#### Input for this task ####
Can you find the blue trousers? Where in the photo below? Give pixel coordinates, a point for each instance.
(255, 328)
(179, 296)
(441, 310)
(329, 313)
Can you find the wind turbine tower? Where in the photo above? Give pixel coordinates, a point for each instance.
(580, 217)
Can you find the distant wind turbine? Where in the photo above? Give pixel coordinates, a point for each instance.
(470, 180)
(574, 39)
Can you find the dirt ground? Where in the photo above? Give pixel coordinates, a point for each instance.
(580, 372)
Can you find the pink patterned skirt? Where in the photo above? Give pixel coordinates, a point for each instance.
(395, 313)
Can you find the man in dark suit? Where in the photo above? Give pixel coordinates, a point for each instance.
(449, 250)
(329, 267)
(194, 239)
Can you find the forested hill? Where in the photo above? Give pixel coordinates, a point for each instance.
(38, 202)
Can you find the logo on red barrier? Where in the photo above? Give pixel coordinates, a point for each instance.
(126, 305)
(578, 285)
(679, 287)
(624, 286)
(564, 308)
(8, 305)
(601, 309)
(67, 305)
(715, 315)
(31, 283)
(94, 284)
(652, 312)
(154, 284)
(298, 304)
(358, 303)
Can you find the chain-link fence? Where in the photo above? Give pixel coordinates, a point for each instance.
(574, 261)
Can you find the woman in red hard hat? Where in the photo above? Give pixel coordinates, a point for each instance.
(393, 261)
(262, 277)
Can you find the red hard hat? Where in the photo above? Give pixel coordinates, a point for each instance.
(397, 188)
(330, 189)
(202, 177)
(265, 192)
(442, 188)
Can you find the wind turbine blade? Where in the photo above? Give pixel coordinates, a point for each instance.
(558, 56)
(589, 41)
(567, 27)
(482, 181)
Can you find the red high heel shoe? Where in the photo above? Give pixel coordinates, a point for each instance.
####
Copy out the stretch of the listing from the line containing "Can you find the woman" through the end of the listing, switching every "hard hat" to "safety helmet". Keep everything else unchanged.

Task result:
Can you find the woman in red safety helmet? Where in the photo above? Give pixel coordinates, a point for each instance.
(393, 261)
(262, 277)
Can you find the red safety helmet? Where in the photo above? Give pixel coordinates, a point for each instance.
(397, 188)
(330, 189)
(202, 177)
(265, 192)
(442, 188)
Can you find the wind turbine blade? Where in the photo above? Give pixel coordinates, a point for each instance.
(558, 56)
(589, 41)
(567, 27)
(482, 181)
Can you find the red high heel shoe? Where in the photo above? Give pixel coordinates, a point for each instance.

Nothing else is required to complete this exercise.